• _Your objective_
Write out the data below exactly as given, without any of its pictures.

• _Provided records_
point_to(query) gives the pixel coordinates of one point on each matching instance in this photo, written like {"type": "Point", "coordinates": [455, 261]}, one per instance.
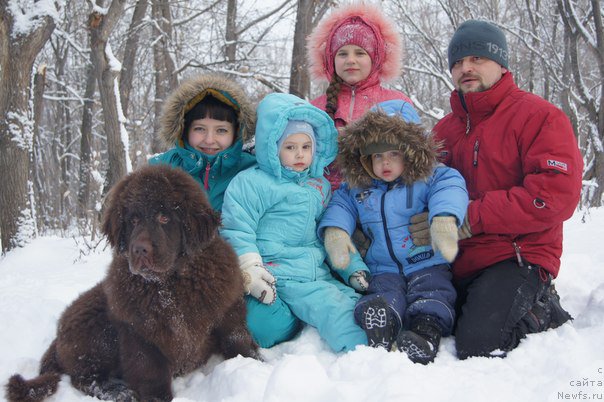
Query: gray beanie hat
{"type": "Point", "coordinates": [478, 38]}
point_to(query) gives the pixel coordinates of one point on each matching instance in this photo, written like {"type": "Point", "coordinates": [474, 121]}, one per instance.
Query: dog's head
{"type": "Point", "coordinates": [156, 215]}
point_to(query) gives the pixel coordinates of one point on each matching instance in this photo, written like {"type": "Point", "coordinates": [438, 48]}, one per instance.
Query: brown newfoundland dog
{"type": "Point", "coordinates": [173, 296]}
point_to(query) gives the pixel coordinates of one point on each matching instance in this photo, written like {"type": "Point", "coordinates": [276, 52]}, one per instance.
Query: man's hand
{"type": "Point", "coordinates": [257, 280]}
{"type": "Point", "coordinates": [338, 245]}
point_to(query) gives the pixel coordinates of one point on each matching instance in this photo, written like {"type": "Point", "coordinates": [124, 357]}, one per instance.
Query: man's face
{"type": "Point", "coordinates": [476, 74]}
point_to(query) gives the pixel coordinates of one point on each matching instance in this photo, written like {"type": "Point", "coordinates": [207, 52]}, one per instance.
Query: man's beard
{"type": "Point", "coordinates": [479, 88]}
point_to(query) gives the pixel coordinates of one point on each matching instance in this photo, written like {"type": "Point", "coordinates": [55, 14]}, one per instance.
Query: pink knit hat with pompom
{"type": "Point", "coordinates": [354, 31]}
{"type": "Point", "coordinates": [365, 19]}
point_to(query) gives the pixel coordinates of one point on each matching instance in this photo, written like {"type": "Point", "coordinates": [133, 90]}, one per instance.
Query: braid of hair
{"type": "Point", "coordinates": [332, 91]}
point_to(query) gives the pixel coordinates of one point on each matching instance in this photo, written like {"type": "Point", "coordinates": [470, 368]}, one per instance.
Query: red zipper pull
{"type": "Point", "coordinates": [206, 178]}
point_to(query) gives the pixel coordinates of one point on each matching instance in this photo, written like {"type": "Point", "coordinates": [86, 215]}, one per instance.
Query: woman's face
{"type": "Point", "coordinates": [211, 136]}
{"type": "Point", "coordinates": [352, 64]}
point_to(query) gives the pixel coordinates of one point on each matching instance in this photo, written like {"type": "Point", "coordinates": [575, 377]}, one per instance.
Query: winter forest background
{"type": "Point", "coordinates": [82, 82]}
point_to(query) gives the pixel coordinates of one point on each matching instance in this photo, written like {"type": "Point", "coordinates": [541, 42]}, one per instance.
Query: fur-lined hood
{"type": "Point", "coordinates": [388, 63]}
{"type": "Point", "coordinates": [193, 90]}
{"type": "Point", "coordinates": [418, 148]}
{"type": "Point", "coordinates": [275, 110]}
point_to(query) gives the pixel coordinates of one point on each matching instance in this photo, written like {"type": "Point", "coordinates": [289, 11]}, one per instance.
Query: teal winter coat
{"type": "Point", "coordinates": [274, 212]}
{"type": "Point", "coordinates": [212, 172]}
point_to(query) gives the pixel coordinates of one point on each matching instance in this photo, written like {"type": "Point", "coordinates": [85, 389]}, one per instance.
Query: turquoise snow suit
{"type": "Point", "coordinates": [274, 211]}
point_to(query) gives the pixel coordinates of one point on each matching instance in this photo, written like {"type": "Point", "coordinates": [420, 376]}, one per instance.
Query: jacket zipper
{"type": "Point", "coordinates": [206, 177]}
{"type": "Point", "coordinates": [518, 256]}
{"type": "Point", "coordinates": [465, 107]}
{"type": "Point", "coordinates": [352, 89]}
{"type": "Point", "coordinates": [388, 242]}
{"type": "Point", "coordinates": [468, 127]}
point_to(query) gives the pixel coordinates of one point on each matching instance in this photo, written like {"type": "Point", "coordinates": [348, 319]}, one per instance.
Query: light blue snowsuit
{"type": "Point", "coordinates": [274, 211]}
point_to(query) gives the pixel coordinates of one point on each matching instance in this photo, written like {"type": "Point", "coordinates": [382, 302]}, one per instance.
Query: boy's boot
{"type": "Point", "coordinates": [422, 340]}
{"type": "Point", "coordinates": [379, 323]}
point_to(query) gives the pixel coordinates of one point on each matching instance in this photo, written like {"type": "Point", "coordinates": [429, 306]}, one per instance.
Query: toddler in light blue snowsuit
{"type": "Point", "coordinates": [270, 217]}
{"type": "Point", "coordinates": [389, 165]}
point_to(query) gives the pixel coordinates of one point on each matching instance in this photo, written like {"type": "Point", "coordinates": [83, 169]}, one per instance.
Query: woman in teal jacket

• _Answer in full_
point_to(query) gives the pixel coordinates of one point on each matching instance in this photo, written like {"type": "Point", "coordinates": [455, 261]}, one per instance.
Query: gray beanie hat
{"type": "Point", "coordinates": [478, 38]}
point_to(query) gives the pixel coordinates of one point on each matching instance in this photo, written like {"type": "Point", "coordinates": [474, 121]}, one per instance.
Query: dog's head
{"type": "Point", "coordinates": [156, 215]}
point_to(query) gives the pixel coordinates of one point on each matching instance in this photo, written like {"type": "Point", "coordinates": [438, 48]}, one per instance.
Query: brown newfoundland dog
{"type": "Point", "coordinates": [173, 296]}
point_to(query) gives the pixel coordinates of one point on each matching instance in this photo, written like {"type": "Point", "coordinates": [276, 52]}, one per instance.
Query: man's hand
{"type": "Point", "coordinates": [257, 280]}
{"type": "Point", "coordinates": [338, 245]}
point_to(query) gives the pixel coordinates of one point on each matching instance in this photo, written like {"type": "Point", "coordinates": [124, 357]}, one per instance.
Query: man's face
{"type": "Point", "coordinates": [476, 74]}
point_to(query) gives the pixel coordinates of one point on each matching instance in this photo, written like {"type": "Point", "coordinates": [207, 52]}, one per instance.
Query: man's beard
{"type": "Point", "coordinates": [479, 88]}
point_to(query) gives the pixel coordinates of one point on each matching instance in this photo, written like {"type": "Point", "coordinates": [55, 14]}, one per instance.
Query: pink knit hat with pompom
{"type": "Point", "coordinates": [354, 31]}
{"type": "Point", "coordinates": [365, 19]}
point_to(query) gives the pixel coordinates of one point on each matching instance in this photo, written like {"type": "Point", "coordinates": [133, 90]}, one per instance.
Query: braid of hair
{"type": "Point", "coordinates": [332, 91]}
point_to(query) gives the pixel coordinates of one point on each matching instance in this photo, written like {"type": "Point", "coordinates": [470, 368]}, one per instance.
Query: red zipper pull
{"type": "Point", "coordinates": [206, 178]}
point_to(query) gives the pixel coordinates of one point on each matching instance in this photo, written like {"type": "Point", "coordinates": [86, 215]}, one per instance.
Query: woman's face
{"type": "Point", "coordinates": [211, 136]}
{"type": "Point", "coordinates": [352, 64]}
point_to(query) gives the pixel coordinates of one point on each matching instance in this photo, written like {"type": "Point", "coordinates": [575, 377]}, one per instance.
Query: winter forest background
{"type": "Point", "coordinates": [82, 82]}
point_to(query) gives the pixel coordinates of one point on each matching instance in this photo, written like {"type": "Point", "coordinates": [541, 42]}, one per instance.
Query: fur-lined hood
{"type": "Point", "coordinates": [388, 63]}
{"type": "Point", "coordinates": [193, 90]}
{"type": "Point", "coordinates": [418, 148]}
{"type": "Point", "coordinates": [275, 110]}
point_to(query) gives the pixel coordinates of one point on each matching instance in this photo, written like {"type": "Point", "coordinates": [289, 11]}, one per instance.
Query: teal winter coat
{"type": "Point", "coordinates": [274, 212]}
{"type": "Point", "coordinates": [212, 172]}
point_to(query) gives the pixel coordinates of one point on each matching instance in this photo, written like {"type": "Point", "coordinates": [85, 389]}, one per instance.
Query: turquoise snow suit
{"type": "Point", "coordinates": [274, 211]}
point_to(query) gives the pixel coordinates of one point on each matching instance in this photo, written like {"type": "Point", "coordinates": [420, 376]}, one per instance.
Query: jacket zipper
{"type": "Point", "coordinates": [206, 177]}
{"type": "Point", "coordinates": [518, 256]}
{"type": "Point", "coordinates": [465, 107]}
{"type": "Point", "coordinates": [352, 89]}
{"type": "Point", "coordinates": [388, 242]}
{"type": "Point", "coordinates": [468, 127]}
point_to(query) gives the pixel coordinates of one point on each matching instance in this photo, written like {"type": "Point", "coordinates": [348, 319]}, one per instance.
Query: light blue snowsuit
{"type": "Point", "coordinates": [274, 211]}
point_to(query) gives the pixel coordinates of one point on each matching instance in this photo, written like {"type": "Point", "coordinates": [382, 302]}, one per instance.
Query: boy's boot
{"type": "Point", "coordinates": [422, 340]}
{"type": "Point", "coordinates": [379, 323]}
point_to(query) gives the pixel coordinates of one point on each matching instance in this photo, written like {"type": "Point", "coordinates": [429, 306]}, one per instance.
Query: toddler in light blue snowsuit
{"type": "Point", "coordinates": [270, 217]}
{"type": "Point", "coordinates": [389, 165]}
point_to(query) gives the pixel coordinates of one point on each matching instance in this photo, written like {"type": "Point", "coordinates": [83, 169]}, one per instance.
Query: woman in teal jacket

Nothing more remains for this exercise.